Material provided

=-=-=

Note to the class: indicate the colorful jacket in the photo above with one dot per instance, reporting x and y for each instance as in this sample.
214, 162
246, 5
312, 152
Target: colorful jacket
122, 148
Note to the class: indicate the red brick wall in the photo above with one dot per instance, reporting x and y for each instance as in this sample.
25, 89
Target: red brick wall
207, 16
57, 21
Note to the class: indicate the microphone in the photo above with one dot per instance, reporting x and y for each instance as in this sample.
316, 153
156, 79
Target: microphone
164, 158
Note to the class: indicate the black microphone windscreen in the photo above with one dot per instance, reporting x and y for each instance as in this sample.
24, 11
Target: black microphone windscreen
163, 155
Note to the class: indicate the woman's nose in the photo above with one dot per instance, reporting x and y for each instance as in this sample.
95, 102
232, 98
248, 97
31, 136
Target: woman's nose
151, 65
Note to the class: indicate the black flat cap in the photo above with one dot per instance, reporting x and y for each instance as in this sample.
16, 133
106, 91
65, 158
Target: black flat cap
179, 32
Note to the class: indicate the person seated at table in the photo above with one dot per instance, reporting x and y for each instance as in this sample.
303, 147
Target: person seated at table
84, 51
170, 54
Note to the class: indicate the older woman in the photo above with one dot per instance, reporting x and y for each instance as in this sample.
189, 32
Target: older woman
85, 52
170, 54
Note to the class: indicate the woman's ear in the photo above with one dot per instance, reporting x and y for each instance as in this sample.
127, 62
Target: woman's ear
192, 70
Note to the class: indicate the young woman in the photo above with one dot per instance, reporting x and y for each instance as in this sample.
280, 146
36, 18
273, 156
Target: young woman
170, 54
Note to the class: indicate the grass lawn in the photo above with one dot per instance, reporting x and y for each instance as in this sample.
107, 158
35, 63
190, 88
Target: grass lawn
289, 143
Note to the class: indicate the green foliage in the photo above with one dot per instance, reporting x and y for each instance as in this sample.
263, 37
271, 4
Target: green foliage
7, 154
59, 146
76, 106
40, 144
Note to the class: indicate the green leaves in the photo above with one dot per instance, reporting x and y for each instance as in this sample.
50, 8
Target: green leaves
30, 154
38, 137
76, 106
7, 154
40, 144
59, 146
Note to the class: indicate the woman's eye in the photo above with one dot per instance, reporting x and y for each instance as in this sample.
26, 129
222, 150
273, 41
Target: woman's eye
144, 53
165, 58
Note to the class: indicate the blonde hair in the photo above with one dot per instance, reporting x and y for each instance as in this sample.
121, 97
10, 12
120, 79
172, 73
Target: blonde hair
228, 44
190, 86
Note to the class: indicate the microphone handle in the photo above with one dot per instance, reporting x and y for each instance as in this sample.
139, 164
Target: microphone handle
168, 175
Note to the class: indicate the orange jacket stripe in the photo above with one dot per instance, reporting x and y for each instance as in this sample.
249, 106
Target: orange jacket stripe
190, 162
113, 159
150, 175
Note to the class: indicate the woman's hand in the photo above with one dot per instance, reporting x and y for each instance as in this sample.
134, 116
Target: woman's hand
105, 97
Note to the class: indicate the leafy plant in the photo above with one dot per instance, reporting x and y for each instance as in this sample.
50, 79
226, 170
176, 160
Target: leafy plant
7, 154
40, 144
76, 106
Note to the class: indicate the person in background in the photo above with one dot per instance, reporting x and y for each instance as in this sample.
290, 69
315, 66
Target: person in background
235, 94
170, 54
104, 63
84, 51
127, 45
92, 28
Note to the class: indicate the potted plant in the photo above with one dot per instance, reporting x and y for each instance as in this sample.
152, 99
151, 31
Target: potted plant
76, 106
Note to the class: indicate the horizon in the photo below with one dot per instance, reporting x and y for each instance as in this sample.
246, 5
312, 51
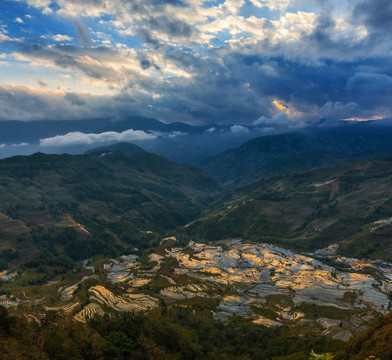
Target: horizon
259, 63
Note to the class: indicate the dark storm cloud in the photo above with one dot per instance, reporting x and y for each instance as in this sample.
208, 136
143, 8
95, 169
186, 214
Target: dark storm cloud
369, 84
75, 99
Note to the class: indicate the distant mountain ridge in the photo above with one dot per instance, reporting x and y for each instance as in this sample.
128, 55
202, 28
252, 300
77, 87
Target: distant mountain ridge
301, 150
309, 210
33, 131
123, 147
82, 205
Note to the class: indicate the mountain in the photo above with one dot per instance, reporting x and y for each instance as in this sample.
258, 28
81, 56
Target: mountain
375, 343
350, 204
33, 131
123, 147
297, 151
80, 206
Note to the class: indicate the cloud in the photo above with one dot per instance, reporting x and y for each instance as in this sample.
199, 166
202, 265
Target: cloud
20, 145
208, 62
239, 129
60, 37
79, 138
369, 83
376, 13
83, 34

=-=-=

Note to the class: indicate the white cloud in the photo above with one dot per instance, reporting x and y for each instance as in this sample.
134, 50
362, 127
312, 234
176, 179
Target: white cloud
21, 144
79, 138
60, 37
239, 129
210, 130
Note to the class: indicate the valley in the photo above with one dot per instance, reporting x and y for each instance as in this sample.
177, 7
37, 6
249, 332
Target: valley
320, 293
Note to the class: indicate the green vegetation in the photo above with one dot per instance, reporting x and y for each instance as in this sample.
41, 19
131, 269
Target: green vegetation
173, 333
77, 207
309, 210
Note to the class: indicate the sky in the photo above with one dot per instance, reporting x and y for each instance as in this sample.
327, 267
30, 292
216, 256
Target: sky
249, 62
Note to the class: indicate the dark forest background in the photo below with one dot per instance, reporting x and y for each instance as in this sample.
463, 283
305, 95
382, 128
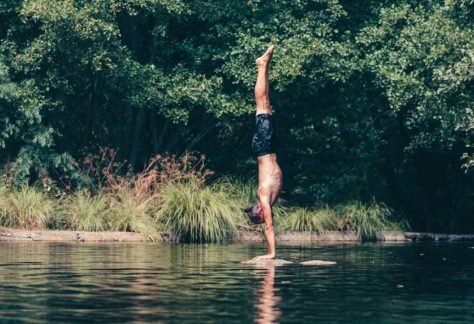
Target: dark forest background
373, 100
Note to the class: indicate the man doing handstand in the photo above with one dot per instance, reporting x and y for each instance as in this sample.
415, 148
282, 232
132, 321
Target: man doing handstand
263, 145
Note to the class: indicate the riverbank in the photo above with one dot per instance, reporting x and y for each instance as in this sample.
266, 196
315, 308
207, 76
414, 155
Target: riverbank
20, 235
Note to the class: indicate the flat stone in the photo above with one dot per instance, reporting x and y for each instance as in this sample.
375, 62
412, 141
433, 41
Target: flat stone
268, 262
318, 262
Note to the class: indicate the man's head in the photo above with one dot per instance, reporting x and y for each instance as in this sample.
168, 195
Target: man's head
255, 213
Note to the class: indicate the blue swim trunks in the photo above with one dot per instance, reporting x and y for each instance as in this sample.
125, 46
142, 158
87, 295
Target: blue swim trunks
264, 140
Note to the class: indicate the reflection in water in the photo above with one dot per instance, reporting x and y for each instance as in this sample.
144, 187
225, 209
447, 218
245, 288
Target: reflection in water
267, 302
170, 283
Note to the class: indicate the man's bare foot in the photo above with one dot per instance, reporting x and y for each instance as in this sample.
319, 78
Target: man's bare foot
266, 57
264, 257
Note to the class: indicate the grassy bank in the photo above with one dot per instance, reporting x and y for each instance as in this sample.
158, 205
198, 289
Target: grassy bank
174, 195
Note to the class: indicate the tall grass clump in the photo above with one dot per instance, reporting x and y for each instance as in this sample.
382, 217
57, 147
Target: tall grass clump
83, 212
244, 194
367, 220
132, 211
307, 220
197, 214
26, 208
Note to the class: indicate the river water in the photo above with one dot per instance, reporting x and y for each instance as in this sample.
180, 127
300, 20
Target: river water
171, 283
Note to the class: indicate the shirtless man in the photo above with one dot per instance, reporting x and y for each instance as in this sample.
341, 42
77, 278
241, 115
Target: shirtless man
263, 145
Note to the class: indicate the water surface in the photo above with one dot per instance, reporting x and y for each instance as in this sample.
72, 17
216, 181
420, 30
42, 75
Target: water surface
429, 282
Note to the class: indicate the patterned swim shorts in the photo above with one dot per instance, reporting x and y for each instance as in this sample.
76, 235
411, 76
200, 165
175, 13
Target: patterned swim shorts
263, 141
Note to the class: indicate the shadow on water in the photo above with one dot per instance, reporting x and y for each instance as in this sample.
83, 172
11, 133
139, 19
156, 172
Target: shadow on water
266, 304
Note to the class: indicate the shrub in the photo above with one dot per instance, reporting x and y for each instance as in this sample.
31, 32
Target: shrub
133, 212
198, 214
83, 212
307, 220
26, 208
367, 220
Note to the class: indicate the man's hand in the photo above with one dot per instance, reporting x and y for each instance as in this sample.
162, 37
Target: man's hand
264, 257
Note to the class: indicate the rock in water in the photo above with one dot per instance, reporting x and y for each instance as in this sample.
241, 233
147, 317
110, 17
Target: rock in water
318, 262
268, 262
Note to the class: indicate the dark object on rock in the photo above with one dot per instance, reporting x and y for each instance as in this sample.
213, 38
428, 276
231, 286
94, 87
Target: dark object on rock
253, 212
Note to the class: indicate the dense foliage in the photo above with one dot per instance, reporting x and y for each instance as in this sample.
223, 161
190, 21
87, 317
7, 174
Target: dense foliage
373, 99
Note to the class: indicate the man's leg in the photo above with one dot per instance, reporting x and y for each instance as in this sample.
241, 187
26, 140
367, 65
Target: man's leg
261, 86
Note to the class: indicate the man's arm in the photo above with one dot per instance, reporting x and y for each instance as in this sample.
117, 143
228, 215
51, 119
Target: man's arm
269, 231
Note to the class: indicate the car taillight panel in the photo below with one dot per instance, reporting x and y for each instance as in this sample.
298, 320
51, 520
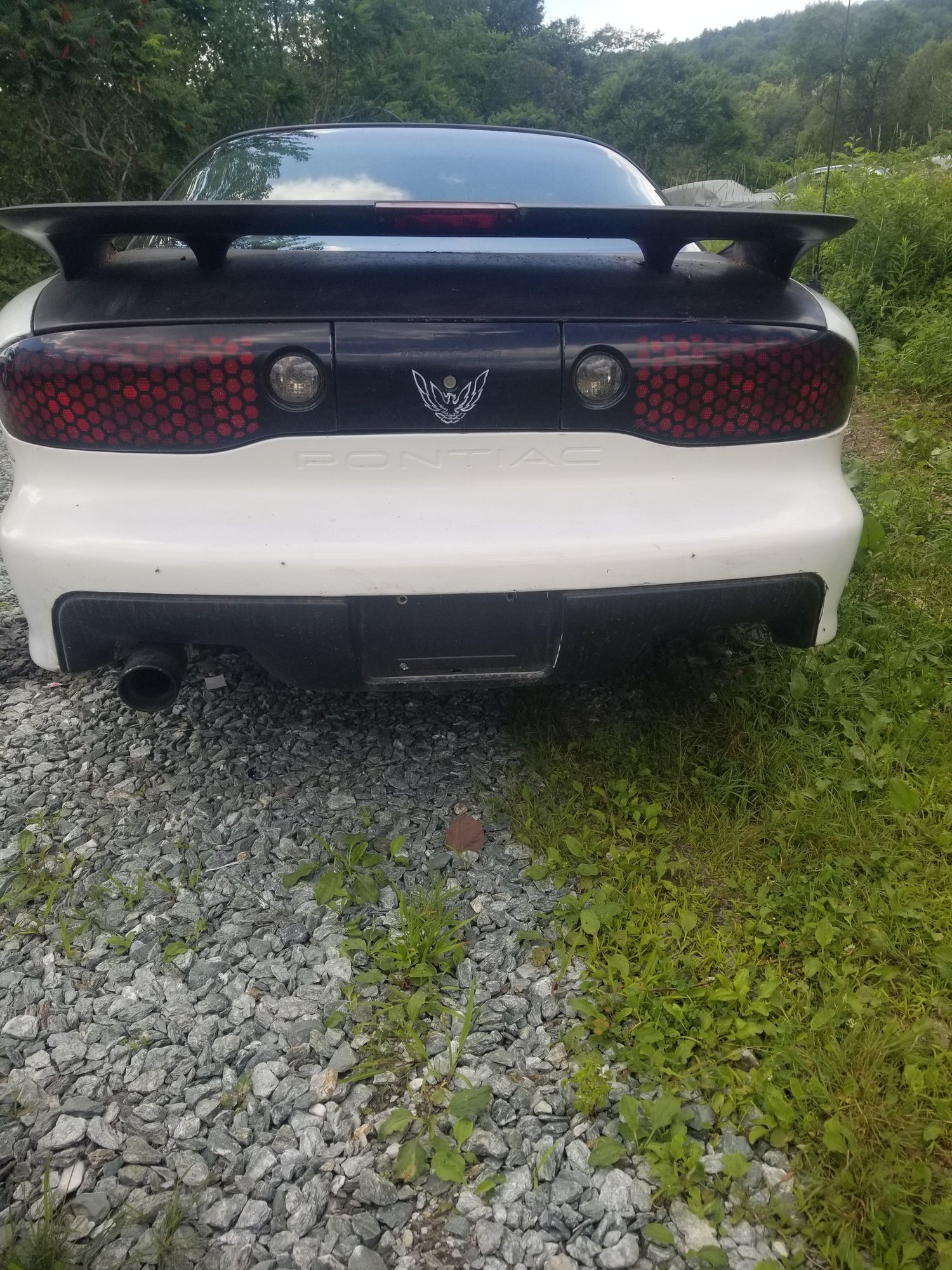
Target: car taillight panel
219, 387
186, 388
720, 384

=-=-=

Short exercise
Show each line of the items above that contains the word "cloud", copied in full. Matches are case-sensitive.

Output of the task
Note to the class: indicate the dark storm cloud in the photo above with one dot per instance, reporting x and y for each instance as in this sample.
Target: dark storm cloud
Note to the class: indicate the cloud in the photo above with one dot per instance, reporting x and y for each instance as in this sample.
Target: cloud
Note to the class: indicate the white cloud in the photo above with one dot per instance, reporting x and y for each instance as in this sample.
Target: white cloud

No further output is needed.